> TEXT SECTION
****************************************

Faced with a looming demographic crisis, South Korea plans to expand the legal definition of family, but same-sex couples will not be included.
Kim Ju-won and Park Sun-min were running errands at a shopping plaza during one of the rare occasions that the two homebodies leave their apartment. The women have lived together for five-years along with six rescue cats in Bucheon, a city just outside the capital.
Since first meeting through a fan club for their favorite South Korean celebrity, the couple has been selective about to whom they disclose their partnership.
“We can’t be one-hundred percent open about our relationship to everyone,” said 36-year-old Park, who adds she worries about prejudice toward the LGBTQ community. “My parents still think Ju-won and I are just really good friends.” ‘
Kim, 30, says her family is more accepting. What’s most disappointing, she explains, is her country’s legal discrimination toward couples like them.
“I’ve started thinking about my future, like getting married and having kids, but these aspirations are all limited because we don’t have the right to have these things,” she said.
South Korea bans same-sex marriage and regulations make it very difficult for unwed partners to adopt children. And there are no laws that protect sexual and gender minorities from discrimination.
Kim says she’d at least like to see the recognition of domestic partnerships, which she hopes could make same-sex couples eligible for many of the rights and financial incentives currently offered to only married men and women.
But a new government plan to redefine what constitutes a family in South Korea would make that unlikely.
Last week, Seoul’s Ministry of Gender Equality and Family announced it will propose changes to civil and welfare regulations so that single parents and unmarried, cohabitating partners can become legal families.
A ministry official tells VOA News that the reform would only apply to heterosexual couples.
“There hasn’t been any discussion nor even a consideration about same-sex couples,” the official, who was not authorized to speak with the media and asked for anonymity, wrote in an email.

****************************************

> DATA SHOWN
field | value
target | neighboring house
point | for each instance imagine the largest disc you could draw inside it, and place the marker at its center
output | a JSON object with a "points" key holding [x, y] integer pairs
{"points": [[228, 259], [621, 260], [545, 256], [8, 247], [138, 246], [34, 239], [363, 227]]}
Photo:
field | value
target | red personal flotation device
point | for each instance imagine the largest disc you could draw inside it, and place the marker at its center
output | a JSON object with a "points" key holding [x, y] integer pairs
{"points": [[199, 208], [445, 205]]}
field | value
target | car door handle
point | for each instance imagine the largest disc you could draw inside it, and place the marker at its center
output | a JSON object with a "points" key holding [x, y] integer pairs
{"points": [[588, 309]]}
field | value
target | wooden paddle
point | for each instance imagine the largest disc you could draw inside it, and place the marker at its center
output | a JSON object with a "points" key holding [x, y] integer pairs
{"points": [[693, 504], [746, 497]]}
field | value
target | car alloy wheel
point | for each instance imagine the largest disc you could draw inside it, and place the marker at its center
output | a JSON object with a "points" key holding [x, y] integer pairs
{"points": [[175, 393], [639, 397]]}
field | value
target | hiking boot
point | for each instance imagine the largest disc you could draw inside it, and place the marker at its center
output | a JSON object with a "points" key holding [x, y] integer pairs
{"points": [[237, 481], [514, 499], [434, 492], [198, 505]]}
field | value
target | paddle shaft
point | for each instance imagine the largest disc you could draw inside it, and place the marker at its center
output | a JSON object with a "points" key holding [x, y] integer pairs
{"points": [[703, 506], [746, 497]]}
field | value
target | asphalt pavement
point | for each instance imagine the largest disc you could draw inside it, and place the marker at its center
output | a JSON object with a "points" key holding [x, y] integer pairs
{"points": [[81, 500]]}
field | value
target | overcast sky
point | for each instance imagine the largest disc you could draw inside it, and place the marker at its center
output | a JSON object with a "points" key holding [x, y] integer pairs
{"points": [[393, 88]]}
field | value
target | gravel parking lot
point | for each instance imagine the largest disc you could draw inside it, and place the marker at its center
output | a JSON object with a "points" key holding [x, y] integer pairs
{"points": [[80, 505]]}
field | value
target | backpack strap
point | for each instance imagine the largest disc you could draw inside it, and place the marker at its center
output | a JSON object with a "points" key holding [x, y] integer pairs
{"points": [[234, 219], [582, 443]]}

****************************************

> WHAT YOU WILL DO
1: From the article about same-sex couples in South Korea, translate this sentence into Spanish: "South Korea bans same-sex marriage and regulations make it very difficult for unwed partners to adopt children."
2: Duplicate the part of the article about same-sex couples in South Korea that opens with the words containing "But a new government" and closes with "in an email.".
3: In the article about same-sex couples in South Korea, which ministry announced the plan to change civil and welfare regulations so that single parents and unmarried partners can become legal families?

> SOLUTIONS FOR EACH TASK
1: Corea del Sur prohíbe el matrimonio entre personas del mismo sexo y las normas hacen que sea muy difícil que las parejas no casadas adopten niños.

2:
But a new government plan to redefine what constitutes a family in South Korea would make that unlikely.
Last week, Seoul’s Ministry of Gender Equality and Family announced it will propose changes to civil and welfare regulations so that single parents and unmarried, cohabitating partners can become legal families.
A ministry official tells VOA News that the reform would only apply to heterosexual couples.
“There hasn’t been any discussion nor even a consideration about same-sex couples,” the official, who was not authorized to speak with the media and asked for anonymity, wrote in an email.

3: Seoul's Ministry of Gender Equality and Family.